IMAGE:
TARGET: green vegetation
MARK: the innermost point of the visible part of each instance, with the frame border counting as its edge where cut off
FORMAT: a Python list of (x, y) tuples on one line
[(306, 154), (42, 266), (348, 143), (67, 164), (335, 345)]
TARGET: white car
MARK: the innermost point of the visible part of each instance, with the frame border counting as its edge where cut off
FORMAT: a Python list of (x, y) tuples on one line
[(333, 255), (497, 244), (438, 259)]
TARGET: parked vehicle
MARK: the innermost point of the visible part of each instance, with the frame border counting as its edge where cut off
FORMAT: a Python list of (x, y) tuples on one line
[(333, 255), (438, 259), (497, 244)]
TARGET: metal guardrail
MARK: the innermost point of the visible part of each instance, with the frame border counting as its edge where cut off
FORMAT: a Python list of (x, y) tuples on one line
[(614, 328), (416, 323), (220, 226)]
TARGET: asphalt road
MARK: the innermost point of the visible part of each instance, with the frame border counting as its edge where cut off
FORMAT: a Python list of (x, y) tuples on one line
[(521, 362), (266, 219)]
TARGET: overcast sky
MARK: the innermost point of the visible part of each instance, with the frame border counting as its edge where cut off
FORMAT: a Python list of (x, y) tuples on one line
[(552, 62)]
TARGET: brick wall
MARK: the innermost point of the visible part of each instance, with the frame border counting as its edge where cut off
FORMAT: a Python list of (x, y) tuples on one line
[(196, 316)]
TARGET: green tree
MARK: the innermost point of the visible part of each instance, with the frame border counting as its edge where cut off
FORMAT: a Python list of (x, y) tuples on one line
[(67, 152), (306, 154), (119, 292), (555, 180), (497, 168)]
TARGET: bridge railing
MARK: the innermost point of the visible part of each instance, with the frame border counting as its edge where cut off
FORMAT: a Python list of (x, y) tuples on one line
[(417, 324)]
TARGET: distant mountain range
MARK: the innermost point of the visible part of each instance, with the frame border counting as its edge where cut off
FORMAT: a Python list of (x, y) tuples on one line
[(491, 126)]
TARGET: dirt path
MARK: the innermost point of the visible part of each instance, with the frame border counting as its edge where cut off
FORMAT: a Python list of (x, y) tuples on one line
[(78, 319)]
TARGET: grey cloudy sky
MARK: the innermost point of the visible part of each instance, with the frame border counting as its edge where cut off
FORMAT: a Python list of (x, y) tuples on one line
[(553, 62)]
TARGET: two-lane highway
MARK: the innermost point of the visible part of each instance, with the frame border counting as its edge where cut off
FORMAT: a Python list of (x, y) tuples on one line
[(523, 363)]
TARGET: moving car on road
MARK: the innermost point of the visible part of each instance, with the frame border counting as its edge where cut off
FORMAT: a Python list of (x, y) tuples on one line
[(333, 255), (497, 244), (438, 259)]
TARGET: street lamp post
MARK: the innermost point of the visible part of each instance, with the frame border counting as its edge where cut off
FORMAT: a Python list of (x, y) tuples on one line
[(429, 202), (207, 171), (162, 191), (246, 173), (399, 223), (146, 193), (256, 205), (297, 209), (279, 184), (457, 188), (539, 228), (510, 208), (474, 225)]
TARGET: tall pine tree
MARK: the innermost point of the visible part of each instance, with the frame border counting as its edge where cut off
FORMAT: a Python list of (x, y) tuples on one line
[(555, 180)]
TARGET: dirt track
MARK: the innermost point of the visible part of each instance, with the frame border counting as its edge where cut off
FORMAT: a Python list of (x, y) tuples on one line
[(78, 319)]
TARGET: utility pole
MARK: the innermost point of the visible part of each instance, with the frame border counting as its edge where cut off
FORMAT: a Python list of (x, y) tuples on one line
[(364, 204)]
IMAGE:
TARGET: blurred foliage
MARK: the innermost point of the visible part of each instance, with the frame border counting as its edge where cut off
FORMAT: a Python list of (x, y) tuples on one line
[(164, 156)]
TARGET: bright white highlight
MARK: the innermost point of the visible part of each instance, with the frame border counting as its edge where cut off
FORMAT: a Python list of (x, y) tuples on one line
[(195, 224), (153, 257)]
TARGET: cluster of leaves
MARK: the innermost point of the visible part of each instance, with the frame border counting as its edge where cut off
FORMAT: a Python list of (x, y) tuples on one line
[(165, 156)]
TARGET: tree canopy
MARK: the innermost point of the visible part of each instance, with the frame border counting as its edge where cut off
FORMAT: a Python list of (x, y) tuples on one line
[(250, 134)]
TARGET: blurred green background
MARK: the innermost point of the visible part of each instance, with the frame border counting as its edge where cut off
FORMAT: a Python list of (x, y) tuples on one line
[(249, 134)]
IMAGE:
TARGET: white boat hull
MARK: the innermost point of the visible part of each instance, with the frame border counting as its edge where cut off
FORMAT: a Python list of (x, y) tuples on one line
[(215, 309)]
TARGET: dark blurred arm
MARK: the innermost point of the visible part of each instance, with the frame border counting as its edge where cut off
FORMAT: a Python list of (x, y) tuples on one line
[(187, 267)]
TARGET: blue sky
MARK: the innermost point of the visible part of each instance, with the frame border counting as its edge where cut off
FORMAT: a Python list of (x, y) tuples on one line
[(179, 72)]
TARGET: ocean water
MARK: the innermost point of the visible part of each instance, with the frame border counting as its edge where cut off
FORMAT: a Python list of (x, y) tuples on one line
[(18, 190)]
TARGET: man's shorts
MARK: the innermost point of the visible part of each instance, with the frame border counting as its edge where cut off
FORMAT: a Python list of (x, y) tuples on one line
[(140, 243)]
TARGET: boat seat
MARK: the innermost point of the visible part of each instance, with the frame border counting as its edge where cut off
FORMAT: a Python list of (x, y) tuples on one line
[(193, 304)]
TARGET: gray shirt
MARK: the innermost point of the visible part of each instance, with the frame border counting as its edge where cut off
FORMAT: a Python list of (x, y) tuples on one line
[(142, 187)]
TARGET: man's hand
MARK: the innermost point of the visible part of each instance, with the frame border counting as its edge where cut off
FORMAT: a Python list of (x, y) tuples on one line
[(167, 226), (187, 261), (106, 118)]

**Instructions for the task:** Take the listing lines between the ones holding "TARGET: utility pole" and "[(164, 156)]", inclusive, and write them out again with "blurred foliage" switched to "hazy leaves", keeping everything else the same.

**Exercise response:**
TARGET: utility pole
MARK: the innermost point of the visible part of each instance, with the frame border counting as its edge where cut off
FORMAT: a Python list of (x, y) tuples on one line
[(364, 204)]
IMAGE:
TARGET: hazy leaves
MARK: the innermost point of the visible part of each instance, with the frame border counting as its edge where cut off
FORMAT: a Python list of (x, y) tuples on one line
[(164, 156)]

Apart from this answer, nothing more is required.